> **Reading passage**:
——

Minister of Economy and Finance
- In office December 1958 – May 1960
- Monarch: Mohammed V of Morocco
- Preceded by: Charif Abdellah Chefchaouni
- Succeeded by: M'hamed Douiri

Personal details
- Born: 23 March 1922 Salé, Morocco
- Died: 8 January 1992 (aged 69) Rabat, Morocco
- Party: Istiqlal Party 1944 – 1959 National Union of Popular Forces 1959 – 1992
- Education: Sciences Po
- Occupation: politician, lawyer

= Abderrahim Bouabid =

Moroccan politician (1922–1992)

Abderrahim Bouabid (عبد الرحيم بوعبيد; 23 March 1922 – 8 January 1992) was a Moroccan politician, and head of the left-wing Socialist Union of Popular Forces (SUPF) between 1975 and 1992.

==Early life==
Bouabid was born in the Medina of Salé, on 23 March 1922. He studied primary school in his hometown, before attending high school in Rabat, at Moulay Youssef high school. During that time, he frequented a number of distinguished personalities who shaped the future of the country. A friend of Mehdi Ben Barka, the young Bouabid was introduced to the nationalist movement of the time, opposing the French presence in the country. In 1939, after graduating, he moved to Fez to become a teacher, meeting nationalist organizations.

==Political engagement==
Involved in politics since his youth, Bouabid became one of the youngest activists and politicians to sign the Proclamation of Independence of Morocco, a manifesto presented by the Independence party on 11 January 1944 demanding full independence from France and Spain, national reunification, and a democratic constitution.

——

> **Task requirements**:
A) Summarize the text on Abderrahim Bouabid in two sentences.
B) Transcribe the portion of the text on Abderrahim Bouabid that opens with the words containing "Personal details" and closes with "1975 and 1992.".
C) Pick up the text on Abderrahim Bouabid after its final sentence and continue it.

[Phrase grounding data]
——

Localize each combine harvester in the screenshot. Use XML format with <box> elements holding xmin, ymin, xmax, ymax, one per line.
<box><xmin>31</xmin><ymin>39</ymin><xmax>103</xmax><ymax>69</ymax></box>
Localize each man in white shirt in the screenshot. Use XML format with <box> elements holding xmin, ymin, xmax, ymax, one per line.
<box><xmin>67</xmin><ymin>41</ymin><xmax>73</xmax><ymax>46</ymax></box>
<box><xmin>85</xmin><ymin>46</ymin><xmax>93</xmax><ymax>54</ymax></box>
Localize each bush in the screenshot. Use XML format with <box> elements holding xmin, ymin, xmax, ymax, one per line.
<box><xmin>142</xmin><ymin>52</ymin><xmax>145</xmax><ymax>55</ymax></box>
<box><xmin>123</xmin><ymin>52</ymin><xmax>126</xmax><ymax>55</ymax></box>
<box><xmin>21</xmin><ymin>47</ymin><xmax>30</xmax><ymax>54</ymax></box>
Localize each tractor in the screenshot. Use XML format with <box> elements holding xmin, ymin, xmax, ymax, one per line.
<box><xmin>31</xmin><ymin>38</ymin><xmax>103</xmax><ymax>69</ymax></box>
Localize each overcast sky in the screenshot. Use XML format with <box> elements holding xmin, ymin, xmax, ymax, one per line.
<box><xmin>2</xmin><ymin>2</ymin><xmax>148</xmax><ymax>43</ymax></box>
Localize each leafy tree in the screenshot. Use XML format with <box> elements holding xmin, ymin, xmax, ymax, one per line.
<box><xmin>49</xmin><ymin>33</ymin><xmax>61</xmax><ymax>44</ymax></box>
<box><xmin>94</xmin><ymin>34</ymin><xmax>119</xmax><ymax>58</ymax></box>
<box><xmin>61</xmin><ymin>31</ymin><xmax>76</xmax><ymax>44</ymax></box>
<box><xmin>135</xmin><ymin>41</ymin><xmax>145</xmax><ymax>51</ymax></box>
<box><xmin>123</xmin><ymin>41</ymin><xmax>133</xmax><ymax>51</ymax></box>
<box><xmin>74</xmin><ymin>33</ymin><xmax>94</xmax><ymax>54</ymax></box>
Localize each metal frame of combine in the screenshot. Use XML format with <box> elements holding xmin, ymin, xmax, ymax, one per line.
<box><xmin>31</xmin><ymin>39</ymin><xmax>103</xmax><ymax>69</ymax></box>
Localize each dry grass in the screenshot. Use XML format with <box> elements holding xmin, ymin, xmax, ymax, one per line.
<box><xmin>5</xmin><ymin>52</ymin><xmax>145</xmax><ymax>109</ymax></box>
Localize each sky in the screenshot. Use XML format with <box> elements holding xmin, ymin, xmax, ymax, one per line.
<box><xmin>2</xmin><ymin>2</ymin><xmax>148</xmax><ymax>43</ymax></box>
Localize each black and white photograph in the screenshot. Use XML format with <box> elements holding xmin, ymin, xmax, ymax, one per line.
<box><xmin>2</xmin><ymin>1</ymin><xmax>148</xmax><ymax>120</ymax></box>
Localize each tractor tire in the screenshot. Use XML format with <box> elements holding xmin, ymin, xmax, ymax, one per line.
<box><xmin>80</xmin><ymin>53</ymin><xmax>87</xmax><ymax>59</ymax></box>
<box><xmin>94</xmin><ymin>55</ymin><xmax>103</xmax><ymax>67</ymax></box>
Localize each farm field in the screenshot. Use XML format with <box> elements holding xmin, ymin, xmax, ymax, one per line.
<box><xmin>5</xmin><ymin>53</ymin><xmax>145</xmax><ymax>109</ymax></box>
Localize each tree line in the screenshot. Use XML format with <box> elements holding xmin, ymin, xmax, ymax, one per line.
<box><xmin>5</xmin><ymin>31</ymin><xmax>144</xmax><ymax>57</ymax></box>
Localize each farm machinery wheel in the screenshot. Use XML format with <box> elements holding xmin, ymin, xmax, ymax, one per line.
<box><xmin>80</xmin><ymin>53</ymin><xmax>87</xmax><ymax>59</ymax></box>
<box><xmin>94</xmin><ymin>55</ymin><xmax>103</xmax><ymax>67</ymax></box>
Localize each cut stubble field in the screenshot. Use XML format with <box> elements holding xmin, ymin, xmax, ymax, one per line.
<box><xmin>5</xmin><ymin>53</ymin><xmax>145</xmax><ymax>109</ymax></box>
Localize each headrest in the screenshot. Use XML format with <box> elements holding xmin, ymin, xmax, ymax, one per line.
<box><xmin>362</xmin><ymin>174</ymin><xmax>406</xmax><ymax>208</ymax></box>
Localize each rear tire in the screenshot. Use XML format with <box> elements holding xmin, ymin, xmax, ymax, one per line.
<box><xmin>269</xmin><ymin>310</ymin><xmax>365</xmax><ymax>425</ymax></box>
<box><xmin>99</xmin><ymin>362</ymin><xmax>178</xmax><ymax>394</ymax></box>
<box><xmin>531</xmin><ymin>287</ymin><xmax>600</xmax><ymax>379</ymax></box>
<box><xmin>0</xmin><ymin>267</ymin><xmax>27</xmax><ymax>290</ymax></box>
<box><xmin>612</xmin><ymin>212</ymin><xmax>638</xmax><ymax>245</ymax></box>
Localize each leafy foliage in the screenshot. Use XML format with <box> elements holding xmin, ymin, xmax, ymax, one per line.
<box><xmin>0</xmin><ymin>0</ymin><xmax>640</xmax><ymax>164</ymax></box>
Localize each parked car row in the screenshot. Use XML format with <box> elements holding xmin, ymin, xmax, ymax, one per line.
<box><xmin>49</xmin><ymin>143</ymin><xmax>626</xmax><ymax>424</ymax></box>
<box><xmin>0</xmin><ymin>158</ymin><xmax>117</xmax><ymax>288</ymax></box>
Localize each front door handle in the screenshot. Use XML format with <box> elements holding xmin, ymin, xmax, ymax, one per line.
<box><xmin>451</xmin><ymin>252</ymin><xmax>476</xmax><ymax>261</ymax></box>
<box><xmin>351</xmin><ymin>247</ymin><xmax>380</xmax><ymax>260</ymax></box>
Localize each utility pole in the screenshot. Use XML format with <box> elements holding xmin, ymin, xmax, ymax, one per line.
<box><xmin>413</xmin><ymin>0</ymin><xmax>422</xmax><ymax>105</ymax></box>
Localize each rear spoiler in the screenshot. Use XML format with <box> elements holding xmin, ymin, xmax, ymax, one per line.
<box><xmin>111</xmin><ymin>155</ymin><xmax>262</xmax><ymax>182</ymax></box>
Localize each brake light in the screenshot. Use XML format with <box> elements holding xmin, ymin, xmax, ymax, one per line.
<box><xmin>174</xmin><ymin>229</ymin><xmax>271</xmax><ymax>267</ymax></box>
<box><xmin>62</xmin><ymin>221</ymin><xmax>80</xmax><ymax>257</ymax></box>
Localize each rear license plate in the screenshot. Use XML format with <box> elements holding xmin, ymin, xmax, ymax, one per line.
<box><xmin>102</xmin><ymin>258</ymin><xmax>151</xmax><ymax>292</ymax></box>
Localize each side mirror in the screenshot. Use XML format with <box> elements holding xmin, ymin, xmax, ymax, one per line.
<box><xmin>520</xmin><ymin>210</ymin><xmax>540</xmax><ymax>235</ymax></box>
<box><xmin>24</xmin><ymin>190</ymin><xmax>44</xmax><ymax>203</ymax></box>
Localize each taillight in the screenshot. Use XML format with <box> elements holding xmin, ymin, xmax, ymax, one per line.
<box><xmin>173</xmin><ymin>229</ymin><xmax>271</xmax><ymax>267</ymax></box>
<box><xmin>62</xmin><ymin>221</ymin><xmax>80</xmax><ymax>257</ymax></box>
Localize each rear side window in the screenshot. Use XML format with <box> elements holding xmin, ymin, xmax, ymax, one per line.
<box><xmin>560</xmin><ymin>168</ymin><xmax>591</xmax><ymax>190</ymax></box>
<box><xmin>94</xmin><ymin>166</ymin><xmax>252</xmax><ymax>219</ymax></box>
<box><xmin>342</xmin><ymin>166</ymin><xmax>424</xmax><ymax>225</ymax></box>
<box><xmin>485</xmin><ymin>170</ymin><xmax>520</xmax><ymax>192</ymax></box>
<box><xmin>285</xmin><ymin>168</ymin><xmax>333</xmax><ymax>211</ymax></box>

——

> **Responses to the exercise**:
A) Abderrahim Bouabid, born in Salé on 23 March 1922 and died in Rabat on 8 January 1992, was a Moroccan politician who headed the left-wing Socialist Union of Popular Forces between 1975 and 1992. Introduced to the nationalist movement through his friendship with Mehdi Ben Barka, he became one of the youngest activists to sign the Proclamation of Independence of Morocco of 11 January 1944, which demanded full independence from France and Spain, national reunification, and a democratic constitution.

B)
Personal details
- Born: 23 March 1922 Salé, Morocco
- Died: 8 January 1992 (aged 69) Rabat, Morocco
- Party: Istiqlal Party 1944 – 1959 National Union of Popular Forces 1959 – 1992
- Education: Sciences Po
- Occupation: politician, lawyer

= Abderrahim Bouabid =

Moroccan politician (1922–1992)

Abderrahim Bouabid (عبد الرحيم بوعبيد; 23 March 1922 – 8 January 1992) was a Moroccan politician, and head of the left-wing Socialist Union of Popular Forces (SUPF) between 1975 and 1992.

C)
On 28 January 1944, Bouabid led a big demonstration in Salé denouncing the arrest of some influential figures of his party. He was jailed alongside a number of Istiqlal leaders before being released a year later. In 1946 he joined his friend Mehdi Ben Barka in France to write a report on the Moroccan situation and submit it to the United Nations. While living in France, he pursued his law studies at university and became a lawyer in 1949.

Once Morocco was granted independence, Bouabid was named State Minister for Negotiations under Mbarek Bekkay's government. In 1956, he became Ambassador of Morocco in Paris, and he was later appointed a Minister of National Economy. On 12 May 1958, he was in charge of the Ministry of National Economy and Agriculture in Ahmed Balafrej’s cabinet. He was Minister of Economy and Finance from December 1958 to May 1960.